◆ **Directions**: Reproduce the stretch of the API copyright discussion from "If Google were" through "very creative choice.", putting "by name" wherever "alphabetically" appears.

Posted May 17, 2014 22:34 UTC (Sat) by giraffedata (guest, #1954) [Link] (7 responses)

The question of whether a contract is copyrightable has exactly the same terminology problem as the question of whether an API is copyrightable.

A contract, in legal discussion, is not a writing. It is a disembodied agreement. Indeed, many contracts don't involve any writing at all. By this definition, a contract is definitely not copyrightable. If John agrees to give Mary $1000 to paint John's house and Bob hears about that and agrees to give Susan $1000 to paint Bob's house, there is no copyright infringement. Bob and Susan owe John and Mary nothing.

But in informal talk, "contract" often comes to mean the memorandum of a contract - a writing that memorializes what the parties agreed to. These are quite copyrightable. In fact, because they are written by people with highly specialized skills (lawyers), they are the most valuable per-page copyrights I know. If John's attorney writes out the details of the house-painting contract between John and Mary and, rather than hire his own attorney, Bob just photocopies John's contract and modifies the parties and dates, John's attorney has a right to be paid.

Analogously, I have always been perplexed by claims that application programming interfaces are copyrightable, because I understand an API to be the method of a program communicating with another program - what bit goes where, what effect a call has on the system, etc. But it's clear from what I've read today that what many programmers call an API is a piece of code. According to this article, the court has said that piece of code, not the function it performs, is copyrightable.

That terminology confusion might be at the heart of much of the controversy over this case.

A setback for Google against Oracle

Posted May 18, 2014 1:07 UTC (Sun) by dlang (guest, #313) [Link] (6 responses)

anything that a computer does is a piece of code.

what we are talking about here is the code that declares that the function min exists and that it takes two integers as it's arguments and returns an integer (with a comment that says that it returns the smallest of it's arguments)

This isn't the function that performs this check, just the definition that this function exists and how to call it.

If you are going to write a library to replace an existing library (so that programs written in the language can still work), then the name of the function, which library the function is in, and the type and number of the parameters and return value must be the same.

The only flexibility that you have is in the names of the arguments,

the claim here is that Google copied the names and organization of the functions, and that the comments explaining what the functions do sound very similar

well, the comments had better sound pretty similar, the functions do the same thing after all.

If Google were to organize the functions differently (put them in different libraries) or name them something different (minimum instead of min for example), it would break existing programs and not be the same API

I guess they could have listed the functions in each library in a random order instead of alphabetically, but that's not a very creative choice.

◆ **Items**:

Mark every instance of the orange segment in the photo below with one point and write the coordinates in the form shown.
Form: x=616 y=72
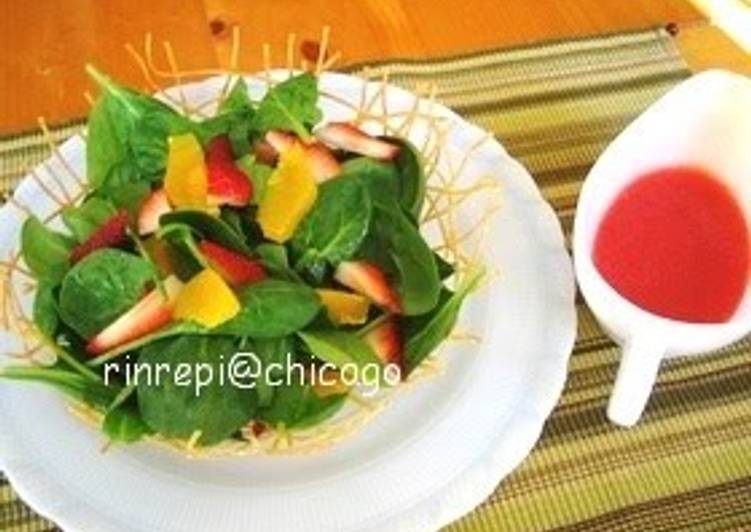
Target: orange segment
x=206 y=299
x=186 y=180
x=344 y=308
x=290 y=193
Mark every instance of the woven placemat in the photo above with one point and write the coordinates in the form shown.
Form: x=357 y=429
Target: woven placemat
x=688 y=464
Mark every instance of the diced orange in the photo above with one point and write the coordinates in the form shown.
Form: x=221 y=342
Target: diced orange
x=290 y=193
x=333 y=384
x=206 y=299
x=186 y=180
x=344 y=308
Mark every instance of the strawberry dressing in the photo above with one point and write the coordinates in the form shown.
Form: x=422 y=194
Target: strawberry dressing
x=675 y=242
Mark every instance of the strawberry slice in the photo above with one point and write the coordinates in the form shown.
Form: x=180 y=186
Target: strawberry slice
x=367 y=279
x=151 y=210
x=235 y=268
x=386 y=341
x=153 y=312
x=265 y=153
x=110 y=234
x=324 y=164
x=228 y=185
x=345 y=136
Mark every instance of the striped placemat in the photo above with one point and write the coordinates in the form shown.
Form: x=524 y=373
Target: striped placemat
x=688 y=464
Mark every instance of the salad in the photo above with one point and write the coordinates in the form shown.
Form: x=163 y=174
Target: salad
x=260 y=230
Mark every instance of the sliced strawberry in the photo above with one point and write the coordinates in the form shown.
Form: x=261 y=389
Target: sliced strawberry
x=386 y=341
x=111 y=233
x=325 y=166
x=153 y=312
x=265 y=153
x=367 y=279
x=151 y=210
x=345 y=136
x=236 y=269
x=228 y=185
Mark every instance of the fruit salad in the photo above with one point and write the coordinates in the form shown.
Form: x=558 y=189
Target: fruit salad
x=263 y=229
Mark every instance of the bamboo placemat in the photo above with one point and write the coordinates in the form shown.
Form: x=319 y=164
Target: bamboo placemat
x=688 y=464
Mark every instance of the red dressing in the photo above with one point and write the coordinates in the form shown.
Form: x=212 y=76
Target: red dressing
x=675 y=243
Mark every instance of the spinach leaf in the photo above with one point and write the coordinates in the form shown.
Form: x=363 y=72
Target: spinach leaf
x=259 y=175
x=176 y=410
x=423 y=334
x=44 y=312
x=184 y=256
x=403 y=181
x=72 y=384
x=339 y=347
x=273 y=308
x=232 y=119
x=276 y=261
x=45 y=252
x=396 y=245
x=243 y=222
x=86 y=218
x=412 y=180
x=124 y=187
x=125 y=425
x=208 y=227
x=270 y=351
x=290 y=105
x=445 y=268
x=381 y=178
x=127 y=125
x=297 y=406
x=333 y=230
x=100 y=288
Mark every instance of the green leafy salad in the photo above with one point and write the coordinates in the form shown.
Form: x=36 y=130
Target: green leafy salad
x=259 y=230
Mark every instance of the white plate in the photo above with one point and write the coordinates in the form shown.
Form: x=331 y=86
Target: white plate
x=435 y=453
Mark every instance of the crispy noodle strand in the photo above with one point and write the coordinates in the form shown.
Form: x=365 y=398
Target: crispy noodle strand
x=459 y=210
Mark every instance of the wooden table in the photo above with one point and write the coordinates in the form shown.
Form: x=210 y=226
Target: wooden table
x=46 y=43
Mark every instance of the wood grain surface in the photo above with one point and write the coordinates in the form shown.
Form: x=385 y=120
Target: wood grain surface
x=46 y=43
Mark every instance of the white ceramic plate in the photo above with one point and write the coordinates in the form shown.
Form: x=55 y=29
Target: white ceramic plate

◆ **Reply**:
If Google were to organize the functions differently (put them in different libraries) or name them something different (minimum instead of min for example), it would break existing programs and not be the same API

I guess they could have listed the functions in each library in a random order instead of by name, but that's not a very creative choice.